Exercise requirements:
Reproduce each line of the data, substituting "red shirt" for "blue shirt" and keeping everything else unchanged. Leave the pictures out of your answer.

(Point annotations for photos)
......

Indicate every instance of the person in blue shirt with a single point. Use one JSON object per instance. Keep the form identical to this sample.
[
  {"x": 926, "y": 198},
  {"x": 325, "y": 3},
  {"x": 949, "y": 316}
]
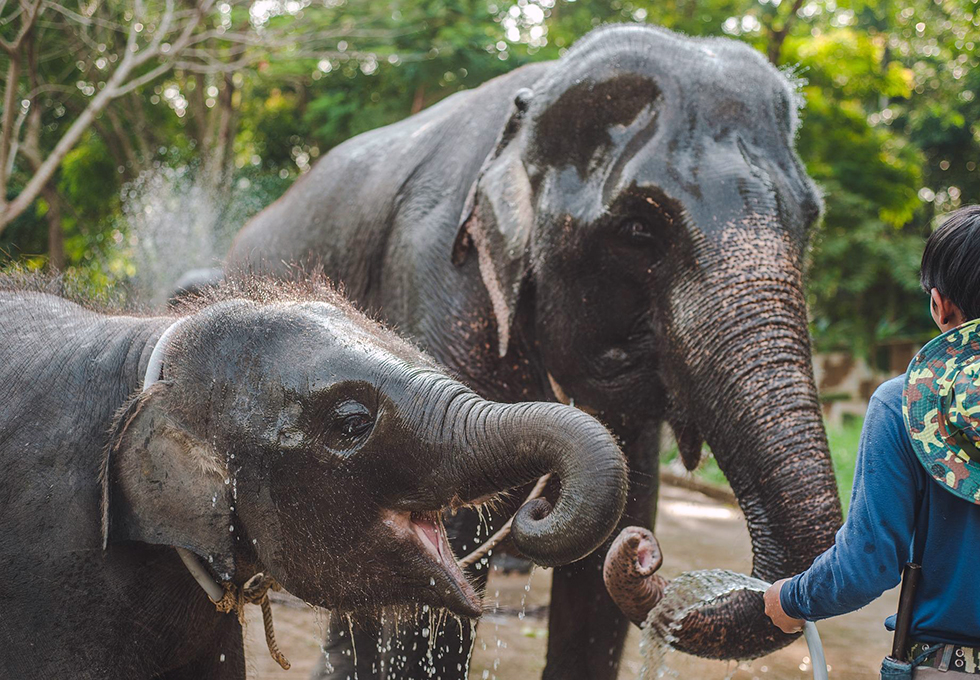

......

Answer to this problem:
Indicate every instance of the person in red shirt with a single point. Use one JSON object per instance. Keep the form identical to this sample.
[
  {"x": 926, "y": 198},
  {"x": 325, "y": 3},
  {"x": 949, "y": 316}
]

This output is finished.